FONTE:
***
Eng. Joaquim Domingos Capela

o luthier do meu violino

Eng. Domingos Capela
Eng. Domingos Capela

Em determinado dia pedi ao Eng. Joaquim Domingos Capela que escrevesse um pequeno texto sobre o meu violino, e para meu espanto eis o resultado…
Obrigado Eng. Joaquim Domingos Capela

Breve História dos Guarnerius

A cidade de Cremona, Itália, foi nos séculos XVI, XVII, e XVIII berço de notáveis famílias famílias de violeiros, entre outras Amati, Guarnerius, Stradivarius e Ruggeris, as quais projectaram esta cidade em toda a Europa como o primeiro e maior centro da construção de violinos.

Pela circunstância e espaço disponível narrar-se-à aqui uma breve história da família Guarnerius e alguns factos envolventes. :smiley:

Andrea (1626-1698), o primeiro violeiro da família, faz a sua aprendizagem na oficina de Nicolau Amati, como confirma a descrição duma das suas etiquetas: “Andrea Guarnerius alumnus Nicolau Amati fecit Cremonae sub titulo Sanctae Terefiae 16..”.

São dois dos seus filhos continuadores da arte da violaria.

Pedro (1655-1720) além de discípulo do pai, faz formação musical na área do violino e da viola. Nos anos oitenta deixa Cremona para vir fixar-se na cidade de Mantua. Além de colaborar como instrumentista na orquestra da cidade, continua a feitura de violinos, reconhecidos como os mais requintados da família. Vem a ficar na história dos violeiros como “Pietro de Mantua”.

O outro filho, Joseph (1666-1739), faz a sua formação na Casa Guarnerius, a qual vem a liderar após a morte do pai.

Dois dos seus seis filhos dão continuidade à tradição.
***
DADOS FORNECIDOS:
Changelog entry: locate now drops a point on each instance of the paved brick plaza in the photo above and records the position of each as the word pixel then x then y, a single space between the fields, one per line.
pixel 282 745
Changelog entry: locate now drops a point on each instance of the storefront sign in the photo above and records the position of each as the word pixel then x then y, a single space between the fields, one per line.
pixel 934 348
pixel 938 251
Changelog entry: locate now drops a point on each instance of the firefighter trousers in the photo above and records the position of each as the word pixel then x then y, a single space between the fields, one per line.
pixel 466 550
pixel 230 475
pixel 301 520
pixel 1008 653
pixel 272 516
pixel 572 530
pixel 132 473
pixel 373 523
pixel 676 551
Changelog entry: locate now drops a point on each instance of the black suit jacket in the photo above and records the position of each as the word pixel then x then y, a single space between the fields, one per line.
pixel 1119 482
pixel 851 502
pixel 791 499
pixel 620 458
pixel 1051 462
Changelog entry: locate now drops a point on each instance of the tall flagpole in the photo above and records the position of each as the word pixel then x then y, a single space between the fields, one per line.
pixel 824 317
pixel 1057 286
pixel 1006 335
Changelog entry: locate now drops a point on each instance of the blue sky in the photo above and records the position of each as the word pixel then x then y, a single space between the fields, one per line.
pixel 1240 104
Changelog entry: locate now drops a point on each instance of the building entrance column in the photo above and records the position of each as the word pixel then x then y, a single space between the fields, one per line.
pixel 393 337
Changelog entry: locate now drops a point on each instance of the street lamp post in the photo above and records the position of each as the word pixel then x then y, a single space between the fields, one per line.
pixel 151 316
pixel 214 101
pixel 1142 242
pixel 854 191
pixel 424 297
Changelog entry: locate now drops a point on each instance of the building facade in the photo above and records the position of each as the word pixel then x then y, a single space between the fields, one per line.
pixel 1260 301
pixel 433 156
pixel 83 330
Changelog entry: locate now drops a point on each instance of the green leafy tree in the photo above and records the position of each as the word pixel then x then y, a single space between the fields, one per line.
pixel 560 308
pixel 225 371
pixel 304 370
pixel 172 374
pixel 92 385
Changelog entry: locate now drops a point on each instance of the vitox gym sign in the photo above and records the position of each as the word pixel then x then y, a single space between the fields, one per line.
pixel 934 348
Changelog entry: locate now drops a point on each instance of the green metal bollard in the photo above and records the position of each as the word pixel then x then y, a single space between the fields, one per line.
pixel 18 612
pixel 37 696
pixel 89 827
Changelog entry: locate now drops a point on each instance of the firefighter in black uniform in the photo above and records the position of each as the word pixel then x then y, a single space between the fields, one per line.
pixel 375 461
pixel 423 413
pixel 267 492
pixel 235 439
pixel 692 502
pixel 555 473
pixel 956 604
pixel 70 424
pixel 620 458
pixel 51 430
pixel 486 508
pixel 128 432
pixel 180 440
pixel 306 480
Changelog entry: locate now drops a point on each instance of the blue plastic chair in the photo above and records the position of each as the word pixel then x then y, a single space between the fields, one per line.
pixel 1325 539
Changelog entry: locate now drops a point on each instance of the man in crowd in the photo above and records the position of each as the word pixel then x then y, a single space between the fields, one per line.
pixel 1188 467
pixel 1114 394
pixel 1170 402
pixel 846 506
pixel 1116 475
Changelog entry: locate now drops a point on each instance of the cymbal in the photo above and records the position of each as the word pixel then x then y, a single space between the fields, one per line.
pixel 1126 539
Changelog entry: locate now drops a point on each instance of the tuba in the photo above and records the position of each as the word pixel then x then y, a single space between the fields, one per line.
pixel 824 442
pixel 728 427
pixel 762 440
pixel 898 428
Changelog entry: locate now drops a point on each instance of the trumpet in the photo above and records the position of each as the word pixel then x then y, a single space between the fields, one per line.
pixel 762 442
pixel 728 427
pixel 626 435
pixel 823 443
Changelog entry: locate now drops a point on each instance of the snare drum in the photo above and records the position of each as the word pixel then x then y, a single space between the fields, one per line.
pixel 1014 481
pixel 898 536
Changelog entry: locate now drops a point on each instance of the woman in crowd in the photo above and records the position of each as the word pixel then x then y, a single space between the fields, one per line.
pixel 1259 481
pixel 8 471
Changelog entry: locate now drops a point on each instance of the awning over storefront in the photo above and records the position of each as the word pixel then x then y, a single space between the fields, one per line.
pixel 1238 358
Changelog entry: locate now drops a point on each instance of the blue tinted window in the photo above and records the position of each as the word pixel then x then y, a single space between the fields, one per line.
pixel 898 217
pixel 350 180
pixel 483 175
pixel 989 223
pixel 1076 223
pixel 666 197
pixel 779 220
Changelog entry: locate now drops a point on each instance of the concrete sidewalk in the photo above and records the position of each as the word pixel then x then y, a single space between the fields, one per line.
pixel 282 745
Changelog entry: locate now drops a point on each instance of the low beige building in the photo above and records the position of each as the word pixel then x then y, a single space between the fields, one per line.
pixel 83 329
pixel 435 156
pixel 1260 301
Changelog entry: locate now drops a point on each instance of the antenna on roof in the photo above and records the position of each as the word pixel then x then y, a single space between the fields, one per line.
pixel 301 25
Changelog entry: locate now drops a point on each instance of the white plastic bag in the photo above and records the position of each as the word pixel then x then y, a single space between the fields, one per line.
***
TAREFA ESCRITA: Prossiga a breve história da família Guarnerius apresentada na fonte, começando logo depois da sua última frase.

RESPOSTA À TAREFA:
O segundo Pedro (1695-1761) por volta de 1724 deixa Cremona a caminho de Veneza, onde o ambiente musical era de grande prestígio, rivalizando com outros centros como a Roma e Florença. O seu trabalho tem algumas originalidades distintas dos seus antecessores e a influência da escola Veneziana. É curioso que este violeiro veio a ficar ligado a cidade com o nome de “ Pietro de Veneza” como aconteceu ao seu tio.

O Joseph (1698-1744) permanece na casa Guarnerius onde é aprendiz e assistente do pai, até cerca de 1722, altura em que cria a sua própria oficina na cidade de Cremona, iniciando assim uma obra marcada por criatividade e mudança, relativamente à escola familiar. O contorno, o arqueamento e espessura dos tampos, a forma e dimensões dos éfes e a escultura muito variável das cabeças são características ímpares dos seus violinos, além das qualidades acústicas. O refinamento do trabalho não atingiu níveis de outros familiares.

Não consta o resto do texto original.